> _Text_
—————
What Happened
Panama’s comptroller, Anel Flores, and attorney general Luis Carlos Gómez Rudy are locked in a public dispute after Flores walked into an Anti-Corruption Prosecutor’s Office on Thursday and interrupted an interview with two forensic auditors from the Comptroller General’s Office.
Flores arrived at the Central Park building on Transístmica Avenue with deputy comptroller Omar Castillo and other officials, took the elevator reserved for prosecutors, and entered the room where prosecutor Adela Cedeño was interviewing the auditors. He also prevented the auditors from signing the statement that recorded their testimony.
The interview was part of an anti-corruption investigation into former vice president José Gabriel “Gaby” Carrizo over alleged illicit enrichment. The prosecutors’ questioning of the auditors is a routine step in that case and can later be used in an oral trial.
Video of the confrontation spread on social media, turning a long-simmering institutional clash into a full-blown controversy.
Why the Prosecutor General Reacted
Late that night, at 10:56 p.m., the Attorney General’s Office announced an investigation into the incident to safeguard the proper administration of justice and the separation of powers.
—————
> _Exercise details_
Reproduce verbatim the passage of the Panama dispute text running from "Flores arrived at" to "an oral trial.".

> _Stored data_
—————
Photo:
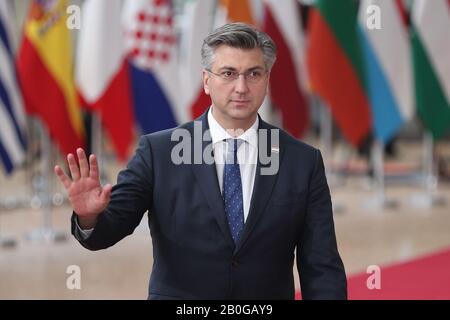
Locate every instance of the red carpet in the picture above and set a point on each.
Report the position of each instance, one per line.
(426, 278)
—————
> _The solution_
Flores arrived at the Central Park building on Transístmica Avenue with deputy comptroller Omar Castillo and other officials, took the elevator reserved for prosecutors, and entered the room where prosecutor Adela Cedeño was interviewing the auditors. He also prevented the auditors from signing the statement that recorded their testimony.
The interview was part of an anti-corruption investigation into former vice president José Gabriel “Gaby” Carrizo over alleged illicit enrichment. The prosecutors’ questioning of the auditors is a routine step in that case and can later be used in an oral trial.